◆ Text segment
----------------------------------------

Culture & Media
The Parental Becomes the Political
Readers who have fought for social justice while waging a home-front war with parents who hold views diametrically opposed to theirs will take heart in Madeline Janis’ op-ed in Sunday’s Los Angeles Times.
The opinion piece, “Dad, Rush Limbaugh and Me,” is a wry meditation on family and political beliefs that was prompted by the recent death of the author’s father. However, the story specifically springs from an incident that occurred when Janis, who is the Los Angeles Alliance for a New Economy’s national policy director, helped move her father to an assisted living facility several months ago. She writes:
On the day we were packing, with both of us understandably on edge, I came across a stash of Rush Limbaugh caps, maybe half a dozen of them, each with a different year printed on the front. I couldn’t let it pass.
“Can’t we get rid of these?” I asked. “Rush Limbaugh is nasty and mean-spirited. He doesn’t like women and, if he knew me, he would hate me and everything I stand for. Can’t you at least stop wearing these caps?”
Her father replies by restating his diehard allegiance to the rightwing talk-show host – a loyalty with which his daughter is well familiar but which rankles Janis nonetheless:
He was highly educated — a psychiatrist with multiple advanced degrees in science and medicine. He was Jewish and deeply religious, donating regularly to charities helping those who struggled with life’s challenges.
But he hated President Obama and thought that government was at the root of all evil. He refused to join AARP because he believed it was socialist. He read voraciously but focused on right-wing historical texts that blamed everything wrong with the American economy on FDR and the New Deal. He had planned to vote for Michele Bachmann if she had made it to the California primary last year.
The story unfolds as a simple fable about family love and tensions, and avoids the kind of rancor that has torn apart politically minded children from their parents since time began. It’s a clear-eyed account that readers on both ends of the philosophical spectrum can learn lessons from.

----------------------------------------

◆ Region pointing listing

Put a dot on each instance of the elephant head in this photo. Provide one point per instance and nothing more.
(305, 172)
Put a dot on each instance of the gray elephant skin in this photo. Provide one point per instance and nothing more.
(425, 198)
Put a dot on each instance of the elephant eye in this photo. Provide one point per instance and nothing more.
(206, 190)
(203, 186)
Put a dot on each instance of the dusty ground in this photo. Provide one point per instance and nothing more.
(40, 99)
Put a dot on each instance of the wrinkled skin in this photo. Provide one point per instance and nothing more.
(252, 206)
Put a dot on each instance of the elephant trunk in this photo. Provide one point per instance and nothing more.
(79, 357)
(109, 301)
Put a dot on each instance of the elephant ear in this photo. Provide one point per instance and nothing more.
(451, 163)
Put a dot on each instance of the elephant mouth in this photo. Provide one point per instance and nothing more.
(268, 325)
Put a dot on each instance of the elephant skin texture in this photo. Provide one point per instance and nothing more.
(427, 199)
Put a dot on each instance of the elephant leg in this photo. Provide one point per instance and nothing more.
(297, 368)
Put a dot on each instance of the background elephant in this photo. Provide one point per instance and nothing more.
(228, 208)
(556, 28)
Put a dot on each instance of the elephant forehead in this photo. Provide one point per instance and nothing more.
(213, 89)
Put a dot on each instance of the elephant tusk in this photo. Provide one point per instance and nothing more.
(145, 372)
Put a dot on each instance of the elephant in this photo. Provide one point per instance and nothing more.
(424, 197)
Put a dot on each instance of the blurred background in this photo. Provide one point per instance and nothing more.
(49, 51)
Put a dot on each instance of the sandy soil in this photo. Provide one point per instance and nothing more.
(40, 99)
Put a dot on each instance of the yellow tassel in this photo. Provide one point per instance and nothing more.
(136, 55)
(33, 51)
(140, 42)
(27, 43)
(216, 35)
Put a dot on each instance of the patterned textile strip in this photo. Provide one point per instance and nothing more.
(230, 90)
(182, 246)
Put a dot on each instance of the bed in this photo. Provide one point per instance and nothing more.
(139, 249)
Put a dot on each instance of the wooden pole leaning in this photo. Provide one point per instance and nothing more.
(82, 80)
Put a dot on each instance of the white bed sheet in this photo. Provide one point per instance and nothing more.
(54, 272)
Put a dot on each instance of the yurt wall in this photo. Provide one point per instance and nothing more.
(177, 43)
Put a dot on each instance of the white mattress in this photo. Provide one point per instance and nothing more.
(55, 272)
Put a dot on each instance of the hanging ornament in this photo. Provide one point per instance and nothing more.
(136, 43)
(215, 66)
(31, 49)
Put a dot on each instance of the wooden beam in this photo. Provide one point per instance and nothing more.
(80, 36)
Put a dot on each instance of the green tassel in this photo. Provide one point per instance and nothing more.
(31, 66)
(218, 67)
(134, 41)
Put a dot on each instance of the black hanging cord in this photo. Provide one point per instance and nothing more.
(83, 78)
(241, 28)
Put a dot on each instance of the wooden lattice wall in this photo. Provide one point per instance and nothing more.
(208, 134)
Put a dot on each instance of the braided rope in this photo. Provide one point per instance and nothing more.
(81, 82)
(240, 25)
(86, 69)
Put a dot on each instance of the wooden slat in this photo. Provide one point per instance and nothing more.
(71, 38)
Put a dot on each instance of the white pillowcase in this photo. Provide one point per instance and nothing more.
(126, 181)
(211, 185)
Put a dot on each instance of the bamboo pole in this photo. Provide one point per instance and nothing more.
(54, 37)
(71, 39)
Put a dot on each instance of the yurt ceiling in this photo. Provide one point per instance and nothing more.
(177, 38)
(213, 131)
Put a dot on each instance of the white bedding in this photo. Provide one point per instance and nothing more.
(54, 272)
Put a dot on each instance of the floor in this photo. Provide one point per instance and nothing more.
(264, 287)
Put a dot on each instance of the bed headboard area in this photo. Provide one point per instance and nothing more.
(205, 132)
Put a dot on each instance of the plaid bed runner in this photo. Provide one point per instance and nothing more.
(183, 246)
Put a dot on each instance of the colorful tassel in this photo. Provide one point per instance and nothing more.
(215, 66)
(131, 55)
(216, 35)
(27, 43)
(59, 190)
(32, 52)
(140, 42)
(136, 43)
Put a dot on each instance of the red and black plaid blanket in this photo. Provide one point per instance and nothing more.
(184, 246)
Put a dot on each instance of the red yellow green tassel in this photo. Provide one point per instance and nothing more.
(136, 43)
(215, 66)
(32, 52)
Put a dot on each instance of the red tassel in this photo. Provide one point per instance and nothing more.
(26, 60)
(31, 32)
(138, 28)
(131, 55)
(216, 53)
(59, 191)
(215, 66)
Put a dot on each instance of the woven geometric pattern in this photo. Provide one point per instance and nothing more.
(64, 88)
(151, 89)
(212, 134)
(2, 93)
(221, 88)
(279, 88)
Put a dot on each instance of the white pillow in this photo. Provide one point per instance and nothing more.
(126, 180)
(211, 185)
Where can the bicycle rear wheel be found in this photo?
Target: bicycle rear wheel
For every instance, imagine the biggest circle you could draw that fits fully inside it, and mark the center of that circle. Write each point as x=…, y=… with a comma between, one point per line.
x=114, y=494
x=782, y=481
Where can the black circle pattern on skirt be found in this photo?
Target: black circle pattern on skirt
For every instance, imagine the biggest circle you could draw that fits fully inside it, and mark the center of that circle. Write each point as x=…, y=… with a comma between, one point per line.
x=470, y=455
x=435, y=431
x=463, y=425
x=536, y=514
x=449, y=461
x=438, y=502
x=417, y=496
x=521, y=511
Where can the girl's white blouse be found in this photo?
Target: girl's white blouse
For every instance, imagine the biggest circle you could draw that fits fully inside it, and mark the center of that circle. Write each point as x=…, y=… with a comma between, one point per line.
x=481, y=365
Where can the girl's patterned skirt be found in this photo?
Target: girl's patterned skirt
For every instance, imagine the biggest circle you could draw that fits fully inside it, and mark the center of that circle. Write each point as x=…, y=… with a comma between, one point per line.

----------------------------------------

◆ Exercise brief
In three sentences, summarize the article above about Madeline Janis' op-ed on her father.

◆ Solution to the problem
Madeline Janis' Los Angeles Times op-ed, "Dad, Rush Limbaugh and Me," is a wry meditation on family and political beliefs prompted by her father's recent death. It springs from the day she helped move him to an assisted living facility, when she found his stash of Rush Limbaugh caps and asked him to get rid of them, and he restated his diehard allegiance to the talk-show host. The article calls the op-ed a simple, clear-eyed fable about family love and tensions that avoids rancor and offers lessons to readers on both ends of the philosophical spectrum.